╭──

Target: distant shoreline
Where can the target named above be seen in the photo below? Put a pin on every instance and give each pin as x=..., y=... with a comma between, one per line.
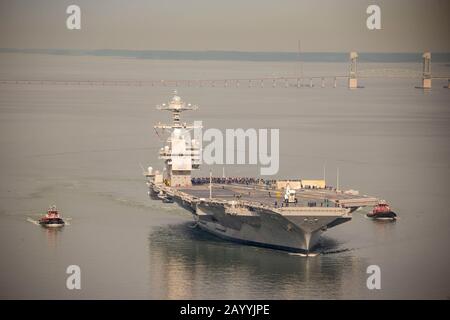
x=239, y=55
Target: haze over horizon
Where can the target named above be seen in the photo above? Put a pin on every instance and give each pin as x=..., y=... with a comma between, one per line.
x=250, y=26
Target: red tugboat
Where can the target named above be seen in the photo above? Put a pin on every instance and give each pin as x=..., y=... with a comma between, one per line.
x=52, y=219
x=382, y=211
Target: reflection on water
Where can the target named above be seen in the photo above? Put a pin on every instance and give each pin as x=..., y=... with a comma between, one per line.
x=189, y=263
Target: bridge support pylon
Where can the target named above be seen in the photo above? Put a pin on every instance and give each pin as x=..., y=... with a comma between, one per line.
x=353, y=74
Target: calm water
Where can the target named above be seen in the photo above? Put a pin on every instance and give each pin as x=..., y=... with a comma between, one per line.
x=80, y=147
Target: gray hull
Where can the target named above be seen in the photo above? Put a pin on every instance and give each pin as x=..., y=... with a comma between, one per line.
x=293, y=230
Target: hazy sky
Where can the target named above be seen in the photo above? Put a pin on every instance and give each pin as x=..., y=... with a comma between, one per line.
x=252, y=25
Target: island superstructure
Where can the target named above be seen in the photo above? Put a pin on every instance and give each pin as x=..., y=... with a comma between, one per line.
x=282, y=214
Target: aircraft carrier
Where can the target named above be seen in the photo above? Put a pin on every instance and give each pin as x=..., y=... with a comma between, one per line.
x=281, y=214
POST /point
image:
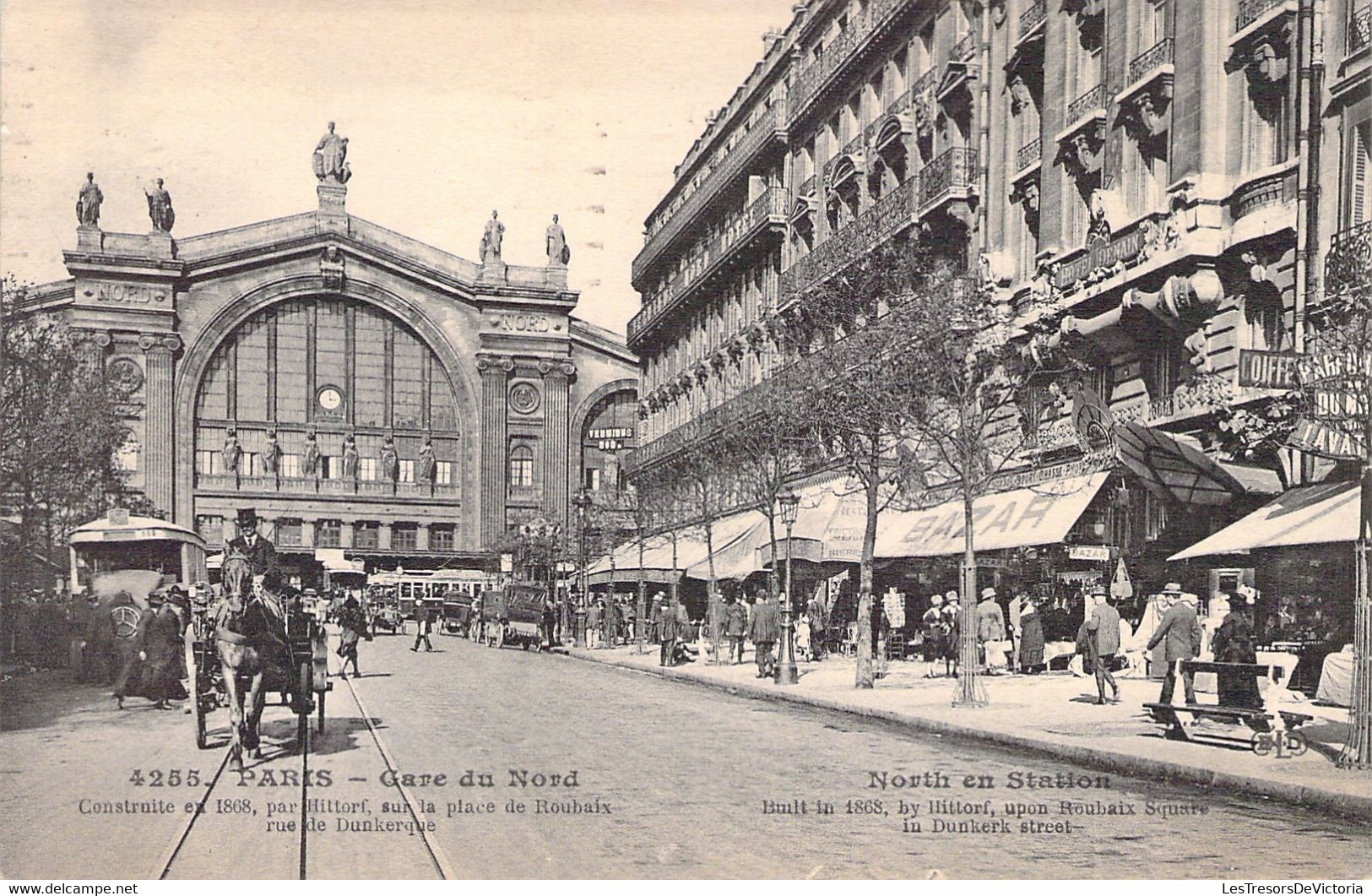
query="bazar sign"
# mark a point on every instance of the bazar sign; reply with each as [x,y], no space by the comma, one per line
[1269,369]
[1101,254]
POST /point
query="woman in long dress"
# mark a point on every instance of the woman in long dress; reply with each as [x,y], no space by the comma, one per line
[1031,637]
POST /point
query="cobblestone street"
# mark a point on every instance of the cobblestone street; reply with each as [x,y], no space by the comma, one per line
[670,760]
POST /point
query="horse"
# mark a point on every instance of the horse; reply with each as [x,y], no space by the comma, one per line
[250,638]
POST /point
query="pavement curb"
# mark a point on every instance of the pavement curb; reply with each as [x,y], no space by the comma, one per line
[1093,758]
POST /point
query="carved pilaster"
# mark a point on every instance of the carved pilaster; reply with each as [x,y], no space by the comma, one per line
[160,439]
[494,371]
[556,437]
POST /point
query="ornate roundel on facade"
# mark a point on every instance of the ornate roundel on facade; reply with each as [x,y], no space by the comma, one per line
[125,375]
[524,399]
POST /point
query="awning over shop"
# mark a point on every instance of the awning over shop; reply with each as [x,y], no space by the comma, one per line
[1038,515]
[1174,468]
[658,553]
[1312,515]
[335,562]
[735,559]
[829,527]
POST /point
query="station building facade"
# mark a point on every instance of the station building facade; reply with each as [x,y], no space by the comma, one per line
[327,342]
[1181,180]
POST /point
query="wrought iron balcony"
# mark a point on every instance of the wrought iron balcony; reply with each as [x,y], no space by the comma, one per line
[733,162]
[1150,59]
[1360,28]
[770,208]
[887,217]
[1251,10]
[952,175]
[1349,263]
[965,48]
[834,58]
[1090,102]
[1032,18]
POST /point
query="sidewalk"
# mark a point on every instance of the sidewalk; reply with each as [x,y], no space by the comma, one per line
[1051,715]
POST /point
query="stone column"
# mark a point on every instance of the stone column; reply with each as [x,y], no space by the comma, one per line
[496,371]
[556,459]
[160,441]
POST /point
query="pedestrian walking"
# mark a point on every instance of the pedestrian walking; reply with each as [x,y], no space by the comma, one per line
[1233,643]
[353,628]
[1031,637]
[160,650]
[1179,633]
[1104,637]
[424,616]
[763,634]
[991,630]
[593,623]
[667,633]
[735,628]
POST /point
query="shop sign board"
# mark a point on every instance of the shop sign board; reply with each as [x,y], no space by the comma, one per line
[1098,553]
[1269,369]
[1317,438]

╰──

Reproduce the entire listing above line for line, without changing anything, and leave out the pictures.

- [EXPECTED ANSWER]:
Target: distant shoreline
Where can the target named above be seen in the photo below? Put a pin on every instance and give each pin as x=..., y=... with a comma between, one per line.
x=239, y=55
Target: haze over horizon
Where can the target named above be seen in the photo above? Put a pin on every instance and give each pin as x=..., y=... with a comma between, one per line.
x=250, y=26
Target: red tugboat
Where can the target named above be seen in the photo above? Put a pin on every instance and give each pin as x=..., y=... with a comma between, one per line.
x=52, y=219
x=382, y=211
Target: reflection on water
Where can the target named above be seen in the photo above? Put a pin on every instance and give each pin as x=..., y=... with a comma between, one per line.
x=189, y=263
Target: bridge support pylon
Where can the target named above be seen in the photo above? Put a pin on every instance and give each pin as x=..., y=... with a comma between, one per line.
x=353, y=74
Target: calm water
Where can the target named above be seen in the photo above? Put a pin on every instance and give each pin as x=..., y=... with a comma between, one per line.
x=80, y=147
Target: gray hull
Where can the target named above be seen in the photo above? Put a pin on every instance and give each pin as x=..., y=... with a comma between, one per line.
x=293, y=230
Target: hazy sky
Where can the target named above be seen in the photo above? Put a pin on every instance and give each pin as x=..., y=... with a comma between, one per line.
x=252, y=25
Target: island superstructure
Where can the target named above be seen in the photo above? Put a pin on every instance and give each pin as x=..., y=... with a comma between, one per line.
x=282, y=214
Target: aircraft carrier
Where can the target named above be seen in the photo above? Put a pin on every instance and give each pin as x=..., y=... with a comma between, one per line.
x=281, y=214
POST /point
image:
query="bazar sign"
# mark a point on every instance of the bazar sign; reply with each as [x,y], no space by the comma, one per line
[1269,369]
[1101,254]
POST /point
query="woman in long dress"
# mark a point on every instance of the woman in long dress; reply with each as [x,y], no space by the comma, one per line
[1031,637]
POST /point
query="cobblestone street"
# mark a point on every instance of the cobblestone street; reply with each as [x,y], no space by the comma, one per line
[670,760]
POST /point
query="horse"
# mark a point on every instance of the horse; reply with each as [x,y], no space by the comma, one per line
[250,638]
POST /point
query="pavement curb"
# mark a point on every instance of the pavement curb; reply with each as [x,y], no space by the comma, one per line
[1093,758]
POST /point
query="carved pilaster"
# mark a point on every instance of the carved pilaster; reply with each as [x,y], no space by the comma, one per line
[160,439]
[494,371]
[556,437]
POST /point
query="ornate roundel on facade"
# mark a point on every instance of the ornate roundel on facade; reply with each as [x,y], no space by the comma, one per line
[125,375]
[524,399]
POST /point
query="awning over shop"
# mark a point on every instance of the awning over shop; reply with each as [x,y], no space by the comma, one per line
[1038,515]
[1174,468]
[658,553]
[1312,515]
[335,562]
[735,559]
[829,527]
POST /point
query="station building facade"
# mark a point on every instance of the station building facade; reply with each as [x,y], no space by the comma, one per line
[327,342]
[1181,180]
POST /point
query="wrought iron balcony"
# mark a point on every instance of the wrought iron balcony; reply with each as [x,y], no space by the comma, one per line
[733,162]
[1150,59]
[1360,28]
[770,208]
[887,217]
[1251,10]
[952,175]
[1349,263]
[965,48]
[834,58]
[1090,102]
[1032,18]
POST /point
query="sidewalk"
# mark a point on every instance of the sidewalk; reply with each as [x,y], no space by the comma, one per line
[1051,715]
POST /point
query="stone column"
# mark a point on every instance of the stone column; reply with each as [x,y], no space by the comma, one per line
[496,371]
[556,459]
[160,441]
POST /point
query="pedestrian walking"
# mark a point on every instance of the pedestrian walking; reply with each as [x,y], no space by the comma, one per line
[1233,643]
[353,628]
[1031,637]
[160,650]
[1179,633]
[1104,637]
[424,616]
[763,634]
[991,630]
[593,623]
[667,633]
[735,628]
POST /point
query="shop sign board"
# mark a point on every instance of the shop sign board; reply with each as [x,y], no space by the comma, one per line
[1098,553]
[1269,369]
[1317,438]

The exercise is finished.